──────── GIVEN ENTRIES ────────
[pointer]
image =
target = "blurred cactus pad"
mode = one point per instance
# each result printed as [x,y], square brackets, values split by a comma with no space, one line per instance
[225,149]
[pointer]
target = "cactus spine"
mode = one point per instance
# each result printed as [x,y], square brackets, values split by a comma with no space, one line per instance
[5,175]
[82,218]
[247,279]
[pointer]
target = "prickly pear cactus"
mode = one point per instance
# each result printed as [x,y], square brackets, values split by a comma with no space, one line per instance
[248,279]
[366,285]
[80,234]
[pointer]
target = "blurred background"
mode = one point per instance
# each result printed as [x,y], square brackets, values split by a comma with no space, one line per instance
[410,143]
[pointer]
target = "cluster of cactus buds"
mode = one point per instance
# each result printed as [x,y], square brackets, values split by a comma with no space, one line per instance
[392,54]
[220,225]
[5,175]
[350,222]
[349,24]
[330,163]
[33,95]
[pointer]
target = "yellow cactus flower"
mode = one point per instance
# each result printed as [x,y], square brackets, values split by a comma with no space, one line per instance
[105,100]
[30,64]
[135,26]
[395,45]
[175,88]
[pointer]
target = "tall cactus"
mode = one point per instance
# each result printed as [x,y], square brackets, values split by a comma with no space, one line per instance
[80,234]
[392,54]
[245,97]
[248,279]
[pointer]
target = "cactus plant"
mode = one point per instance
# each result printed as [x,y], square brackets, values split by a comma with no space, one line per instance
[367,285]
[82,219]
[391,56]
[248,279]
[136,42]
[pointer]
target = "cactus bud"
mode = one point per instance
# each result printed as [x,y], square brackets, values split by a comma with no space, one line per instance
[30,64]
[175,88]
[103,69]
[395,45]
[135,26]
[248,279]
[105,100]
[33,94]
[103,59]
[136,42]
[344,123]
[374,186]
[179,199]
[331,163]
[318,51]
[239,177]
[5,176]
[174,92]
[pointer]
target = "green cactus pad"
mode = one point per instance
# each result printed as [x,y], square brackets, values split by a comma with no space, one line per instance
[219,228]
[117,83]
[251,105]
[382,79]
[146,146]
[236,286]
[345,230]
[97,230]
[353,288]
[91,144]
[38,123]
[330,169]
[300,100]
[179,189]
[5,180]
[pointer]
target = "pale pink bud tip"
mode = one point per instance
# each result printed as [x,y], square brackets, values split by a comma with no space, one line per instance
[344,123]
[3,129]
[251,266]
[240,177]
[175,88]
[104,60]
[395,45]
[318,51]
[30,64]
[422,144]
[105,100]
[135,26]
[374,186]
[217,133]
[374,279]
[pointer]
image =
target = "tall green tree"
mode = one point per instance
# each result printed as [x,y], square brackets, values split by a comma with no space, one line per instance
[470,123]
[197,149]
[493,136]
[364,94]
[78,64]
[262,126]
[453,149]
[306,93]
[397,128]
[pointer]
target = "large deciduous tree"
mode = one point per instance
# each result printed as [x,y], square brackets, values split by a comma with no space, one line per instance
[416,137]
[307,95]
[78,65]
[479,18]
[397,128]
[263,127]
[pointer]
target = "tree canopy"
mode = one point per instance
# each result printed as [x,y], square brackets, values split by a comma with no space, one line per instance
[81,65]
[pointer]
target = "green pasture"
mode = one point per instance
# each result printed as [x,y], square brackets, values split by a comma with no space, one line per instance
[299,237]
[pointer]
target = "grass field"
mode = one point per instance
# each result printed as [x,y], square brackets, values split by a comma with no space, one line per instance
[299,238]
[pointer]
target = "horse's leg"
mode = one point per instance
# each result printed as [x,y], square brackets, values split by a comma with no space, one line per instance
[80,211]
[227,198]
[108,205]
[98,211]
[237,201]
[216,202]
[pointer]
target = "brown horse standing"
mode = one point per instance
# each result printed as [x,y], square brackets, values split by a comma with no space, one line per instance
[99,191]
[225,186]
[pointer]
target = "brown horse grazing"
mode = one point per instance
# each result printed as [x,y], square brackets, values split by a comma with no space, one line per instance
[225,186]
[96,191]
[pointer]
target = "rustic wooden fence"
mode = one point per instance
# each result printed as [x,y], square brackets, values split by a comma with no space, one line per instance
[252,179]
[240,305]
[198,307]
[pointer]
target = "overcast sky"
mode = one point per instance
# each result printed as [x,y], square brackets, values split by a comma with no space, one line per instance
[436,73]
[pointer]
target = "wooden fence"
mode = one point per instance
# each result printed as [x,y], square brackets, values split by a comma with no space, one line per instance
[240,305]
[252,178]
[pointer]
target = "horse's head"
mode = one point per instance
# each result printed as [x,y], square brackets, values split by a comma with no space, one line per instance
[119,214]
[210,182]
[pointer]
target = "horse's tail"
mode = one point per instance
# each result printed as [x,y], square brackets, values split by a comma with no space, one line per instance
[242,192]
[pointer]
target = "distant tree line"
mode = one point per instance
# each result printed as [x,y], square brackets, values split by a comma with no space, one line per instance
────────
WRITTEN TASK → Give back the data above exactly as it appears.

TASK SOLUTION →
[pointer]
image =
target = "blurred cactus pad"
mode = one point per instance
# each result printed as [x,y], square brackets, values split by a comma with no space, one line per instance
[225,149]
[pointer]
target = "cactus spine"
mode = one point per instance
# each result printed as [x,y], square brackets, values split by a comma with no space, one line per instance
[5,175]
[82,218]
[247,279]
[pointer]
target = "prickly pear cactus"
mode = one point per instance
# each result printed as [x,y], square brackets, values split by a comma with no space, one line per instance
[248,279]
[366,285]
[80,234]
[pointer]
target = "blurred background"
mode = one point per instance
# each result printed as [x,y], square brackets, values split by a comma with no space, one line per instance
[410,143]
[pointer]
target = "cluster of cactus buds"
mode = one point per instance
# each result printed as [x,y], square brackets, values split by a comma with no space, one line per instance
[392,54]
[220,225]
[5,175]
[350,222]
[349,24]
[330,163]
[33,95]
[pointer]
target = "yellow cactus flower"
mode = one point per instance
# each result printed as [x,y], square brackets, values split by a comma with no space, one line per instance
[105,100]
[30,64]
[135,26]
[395,45]
[175,88]
[pointer]
target = "tall cactus"
mode = one point per instance
# each result printed as [x,y], square brackets, values split by a comma with no space, one line per instance
[80,234]
[392,54]
[245,97]
[248,279]
[pointer]
target = "cactus plant"
mode = one point per instance
# each result printed as [x,y], square brackets, values split by a comma with no space, one line per instance
[367,285]
[82,219]
[391,56]
[248,279]
[136,42]
[pointer]
target = "cactus bud"
mode = one point per instance
# each result printed as [x,y], square brackets, values split by a comma with no space, one line per instance
[30,64]
[175,88]
[103,69]
[395,45]
[135,26]
[248,279]
[105,100]
[33,94]
[103,59]
[136,42]
[344,123]
[374,186]
[179,199]
[331,163]
[318,51]
[239,177]
[5,176]
[174,92]
[pointer]
target = "green cactus pad"
mode = one point per instance
# each result printed as [x,y], square brackets, values split by a comma with no space, one line per instance
[219,228]
[117,83]
[251,105]
[382,79]
[146,146]
[236,286]
[345,230]
[97,230]
[353,288]
[91,144]
[38,123]
[330,169]
[300,100]
[179,189]
[5,180]
[pointer]
target = "pale pink bud tip"
mode = one point per instance
# each result printed as [x,y], square brackets, values split by a comma with no space, one line per instance
[344,123]
[3,129]
[251,266]
[240,177]
[175,88]
[104,60]
[395,45]
[318,51]
[30,64]
[422,144]
[105,100]
[135,26]
[374,186]
[217,133]
[374,279]
[pointer]
image =
target = "tall green tree"
mode = one point per instance
# each result printed as [x,y], square brackets, values split by a comma with no space, one line per instance
[470,123]
[197,149]
[493,136]
[364,94]
[78,64]
[262,126]
[453,149]
[306,93]
[397,128]
[pointer]
target = "large deciduous tree"
mode = one point per instance
# each result printed as [x,y], square brackets, values split by a comma with no space, one line per instance
[416,137]
[307,95]
[78,65]
[479,18]
[397,128]
[263,127]
[pointer]
target = "tree canopy"
mode = one point per instance
# each result printed as [x,y], square brackets, values split by a comma with no space, one line per instance
[81,65]
[pointer]
target = "green pasture"
mode = one point per instance
# each result printed as [x,y], square brackets, values split by a comma with no space, one line per instance
[299,237]
[pointer]
target = "grass field"
mode = one point per instance
# each result printed as [x,y], square brackets, values split by a comma with no space, one line per instance
[299,238]
[pointer]
target = "horse's leg"
mode = one point per instance
# each result printed as [x,y], square brackets, values split by a comma with no space, one line per instance
[80,211]
[227,198]
[108,205]
[98,211]
[237,201]
[216,202]
[pointer]
target = "brown horse standing"
mode = one point per instance
# each result printed as [x,y], square brackets, values split by a comma with no space, one line per instance
[99,191]
[225,186]
[pointer]
target = "brown horse grazing"
mode = one point per instance
# each result printed as [x,y], square brackets, values split by a comma with no space, one line per instance
[225,186]
[96,191]
[pointer]
target = "rustic wooden fence"
mode = one point per instance
# each result printed as [x,y], square brackets, values split by a comma with no space, one line per instance
[252,179]
[240,305]
[198,307]
[pointer]
target = "overcast sky"
mode = one point per instance
# each result printed as [x,y], square brackets, values split by a comma with no space, one line per instance
[436,73]
[pointer]
target = "wooden fence"
mode = one point per instance
# each result printed as [x,y], square brackets, values split by a comma with no space, one line per instance
[240,305]
[252,178]
[pointer]
target = "horse's head"
mode = one point per instance
# each result printed as [x,y], square brackets, values split by a comma with no space, one line per instance
[119,214]
[210,182]
[pointer]
target = "horse's tail"
mode = one point per instance
# each result printed as [x,y], square brackets, values split by a comma with no space, one line per instance
[242,192]
[pointer]
target = "distant tree line"
mode = one point per instance
# each result printed as [x,y], square brackets, values split by a comma with no space, one line per instance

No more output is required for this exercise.